_Task details_: Each line with the word "tower" must appear in the answer, copied from the records.

Data extracted from a collection
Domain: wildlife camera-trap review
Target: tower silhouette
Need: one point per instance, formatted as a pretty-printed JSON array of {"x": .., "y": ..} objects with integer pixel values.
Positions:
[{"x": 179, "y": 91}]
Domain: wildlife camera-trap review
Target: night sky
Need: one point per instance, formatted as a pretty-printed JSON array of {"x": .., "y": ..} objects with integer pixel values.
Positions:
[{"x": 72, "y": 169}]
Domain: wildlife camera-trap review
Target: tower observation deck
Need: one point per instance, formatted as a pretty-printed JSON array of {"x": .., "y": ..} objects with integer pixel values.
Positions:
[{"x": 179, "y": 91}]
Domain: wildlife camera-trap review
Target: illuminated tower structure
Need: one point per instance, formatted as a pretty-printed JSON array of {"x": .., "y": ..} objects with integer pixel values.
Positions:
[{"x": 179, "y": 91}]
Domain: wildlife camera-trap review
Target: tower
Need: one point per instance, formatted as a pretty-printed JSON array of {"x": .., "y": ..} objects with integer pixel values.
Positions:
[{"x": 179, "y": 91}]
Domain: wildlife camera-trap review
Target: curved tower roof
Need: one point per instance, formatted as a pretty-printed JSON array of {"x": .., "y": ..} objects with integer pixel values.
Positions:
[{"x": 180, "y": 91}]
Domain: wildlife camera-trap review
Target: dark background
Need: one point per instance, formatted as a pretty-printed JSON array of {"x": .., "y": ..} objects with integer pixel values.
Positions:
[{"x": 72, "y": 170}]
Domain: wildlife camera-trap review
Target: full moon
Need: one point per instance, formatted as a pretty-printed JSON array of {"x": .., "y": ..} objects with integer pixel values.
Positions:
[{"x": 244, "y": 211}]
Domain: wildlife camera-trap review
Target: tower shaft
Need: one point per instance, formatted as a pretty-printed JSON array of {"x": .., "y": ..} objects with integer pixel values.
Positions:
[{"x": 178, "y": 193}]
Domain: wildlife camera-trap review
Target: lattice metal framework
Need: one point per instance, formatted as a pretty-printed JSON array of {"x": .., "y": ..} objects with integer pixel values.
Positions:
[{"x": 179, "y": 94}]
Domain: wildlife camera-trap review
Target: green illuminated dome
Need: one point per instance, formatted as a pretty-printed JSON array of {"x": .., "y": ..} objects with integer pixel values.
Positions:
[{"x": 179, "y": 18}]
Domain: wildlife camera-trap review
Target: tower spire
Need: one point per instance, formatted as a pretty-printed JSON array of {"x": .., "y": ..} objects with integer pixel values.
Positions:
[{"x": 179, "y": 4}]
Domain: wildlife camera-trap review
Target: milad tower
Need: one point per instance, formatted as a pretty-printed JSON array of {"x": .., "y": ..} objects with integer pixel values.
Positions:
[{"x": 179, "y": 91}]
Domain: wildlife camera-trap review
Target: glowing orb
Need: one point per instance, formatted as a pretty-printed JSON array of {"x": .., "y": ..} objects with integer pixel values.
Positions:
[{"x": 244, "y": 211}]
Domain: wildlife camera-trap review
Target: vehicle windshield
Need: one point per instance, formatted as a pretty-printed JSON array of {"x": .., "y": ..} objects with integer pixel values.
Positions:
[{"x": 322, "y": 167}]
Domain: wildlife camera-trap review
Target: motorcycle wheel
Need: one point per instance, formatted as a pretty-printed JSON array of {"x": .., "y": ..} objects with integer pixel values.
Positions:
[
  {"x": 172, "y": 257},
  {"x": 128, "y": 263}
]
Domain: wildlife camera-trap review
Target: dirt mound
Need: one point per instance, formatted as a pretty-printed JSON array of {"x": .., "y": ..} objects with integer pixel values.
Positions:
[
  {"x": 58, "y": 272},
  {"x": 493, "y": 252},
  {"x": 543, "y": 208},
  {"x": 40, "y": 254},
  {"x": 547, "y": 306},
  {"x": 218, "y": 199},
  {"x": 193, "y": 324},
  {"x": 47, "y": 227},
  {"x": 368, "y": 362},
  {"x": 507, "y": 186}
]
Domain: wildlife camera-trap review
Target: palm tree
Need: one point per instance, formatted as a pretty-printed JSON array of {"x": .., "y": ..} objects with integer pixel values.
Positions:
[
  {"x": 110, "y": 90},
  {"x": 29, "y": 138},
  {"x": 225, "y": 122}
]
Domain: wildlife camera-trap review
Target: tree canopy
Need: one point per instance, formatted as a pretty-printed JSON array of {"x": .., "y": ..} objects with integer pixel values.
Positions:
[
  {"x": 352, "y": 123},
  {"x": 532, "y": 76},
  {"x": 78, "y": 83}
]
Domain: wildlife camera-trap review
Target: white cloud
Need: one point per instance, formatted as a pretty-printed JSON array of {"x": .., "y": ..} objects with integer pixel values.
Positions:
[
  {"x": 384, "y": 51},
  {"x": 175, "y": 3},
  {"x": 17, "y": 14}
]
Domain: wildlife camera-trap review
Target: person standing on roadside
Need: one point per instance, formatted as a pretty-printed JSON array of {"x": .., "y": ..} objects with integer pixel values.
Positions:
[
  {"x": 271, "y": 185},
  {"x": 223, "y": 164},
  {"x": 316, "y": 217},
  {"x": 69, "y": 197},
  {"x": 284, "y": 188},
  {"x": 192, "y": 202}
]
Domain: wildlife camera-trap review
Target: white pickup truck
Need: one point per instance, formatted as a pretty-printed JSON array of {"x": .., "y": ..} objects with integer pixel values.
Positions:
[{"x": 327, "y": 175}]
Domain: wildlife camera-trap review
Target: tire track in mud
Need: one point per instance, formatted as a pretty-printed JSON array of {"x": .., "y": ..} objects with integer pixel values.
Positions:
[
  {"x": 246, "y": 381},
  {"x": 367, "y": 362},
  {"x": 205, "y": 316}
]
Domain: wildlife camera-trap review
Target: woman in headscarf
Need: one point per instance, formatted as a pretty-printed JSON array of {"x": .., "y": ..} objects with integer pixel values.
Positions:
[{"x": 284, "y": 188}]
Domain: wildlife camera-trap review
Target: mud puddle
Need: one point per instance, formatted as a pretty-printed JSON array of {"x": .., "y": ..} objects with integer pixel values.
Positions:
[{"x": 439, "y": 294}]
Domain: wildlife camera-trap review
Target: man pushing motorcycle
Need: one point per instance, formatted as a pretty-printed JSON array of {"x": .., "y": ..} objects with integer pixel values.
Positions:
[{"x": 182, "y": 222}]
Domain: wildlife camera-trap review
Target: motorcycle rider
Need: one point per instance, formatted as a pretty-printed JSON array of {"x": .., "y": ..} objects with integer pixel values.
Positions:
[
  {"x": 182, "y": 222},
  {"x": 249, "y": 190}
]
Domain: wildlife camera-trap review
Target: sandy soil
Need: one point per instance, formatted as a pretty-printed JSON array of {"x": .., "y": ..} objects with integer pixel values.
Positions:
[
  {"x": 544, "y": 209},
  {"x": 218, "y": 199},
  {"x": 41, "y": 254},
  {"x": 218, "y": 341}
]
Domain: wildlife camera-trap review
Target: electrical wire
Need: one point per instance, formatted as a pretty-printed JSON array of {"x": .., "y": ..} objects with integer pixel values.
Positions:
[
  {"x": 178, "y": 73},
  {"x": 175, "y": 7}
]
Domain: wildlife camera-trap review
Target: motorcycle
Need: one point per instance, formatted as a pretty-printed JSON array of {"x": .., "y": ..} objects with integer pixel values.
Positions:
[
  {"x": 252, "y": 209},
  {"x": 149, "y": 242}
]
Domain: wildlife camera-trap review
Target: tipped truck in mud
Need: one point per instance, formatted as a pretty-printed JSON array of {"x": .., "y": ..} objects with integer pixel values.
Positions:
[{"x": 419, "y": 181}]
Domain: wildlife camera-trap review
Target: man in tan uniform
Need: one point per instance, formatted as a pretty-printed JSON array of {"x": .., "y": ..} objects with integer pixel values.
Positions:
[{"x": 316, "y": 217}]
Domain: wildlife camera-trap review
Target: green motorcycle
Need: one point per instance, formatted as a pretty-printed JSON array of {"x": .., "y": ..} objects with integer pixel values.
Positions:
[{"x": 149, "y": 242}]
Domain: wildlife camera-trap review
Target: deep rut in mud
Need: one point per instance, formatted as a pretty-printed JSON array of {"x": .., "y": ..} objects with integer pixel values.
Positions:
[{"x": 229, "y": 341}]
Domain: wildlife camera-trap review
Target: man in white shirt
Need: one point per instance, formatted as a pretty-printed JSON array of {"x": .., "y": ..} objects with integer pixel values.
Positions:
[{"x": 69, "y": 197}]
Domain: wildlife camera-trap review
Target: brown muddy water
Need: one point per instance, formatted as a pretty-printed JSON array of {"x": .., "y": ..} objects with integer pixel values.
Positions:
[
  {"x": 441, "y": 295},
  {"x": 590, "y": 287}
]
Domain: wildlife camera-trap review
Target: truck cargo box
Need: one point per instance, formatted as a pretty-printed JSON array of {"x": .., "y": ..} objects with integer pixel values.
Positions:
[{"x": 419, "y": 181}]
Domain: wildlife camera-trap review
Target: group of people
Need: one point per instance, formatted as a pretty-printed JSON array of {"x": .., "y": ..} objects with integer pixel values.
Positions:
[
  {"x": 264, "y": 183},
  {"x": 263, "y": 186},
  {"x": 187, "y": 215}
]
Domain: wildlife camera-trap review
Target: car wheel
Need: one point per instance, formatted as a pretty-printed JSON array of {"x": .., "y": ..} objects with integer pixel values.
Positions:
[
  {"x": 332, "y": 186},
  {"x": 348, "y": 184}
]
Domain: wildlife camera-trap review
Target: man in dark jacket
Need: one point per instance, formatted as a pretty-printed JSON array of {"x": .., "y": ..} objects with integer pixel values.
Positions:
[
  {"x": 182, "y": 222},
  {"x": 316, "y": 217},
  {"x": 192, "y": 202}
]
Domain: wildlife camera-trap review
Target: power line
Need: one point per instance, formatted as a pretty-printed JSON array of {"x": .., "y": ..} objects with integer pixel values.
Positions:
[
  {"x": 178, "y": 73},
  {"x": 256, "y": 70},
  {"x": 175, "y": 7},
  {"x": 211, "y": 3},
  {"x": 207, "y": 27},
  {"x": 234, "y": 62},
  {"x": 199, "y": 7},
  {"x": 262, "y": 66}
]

_Solution_:
Target: tower silhouette
Target: tower observation deck
Target: illuminated tower structure
Target: tower
Target: curved tower roof
Target: tower shaft
Target: tower spire
Target: milad tower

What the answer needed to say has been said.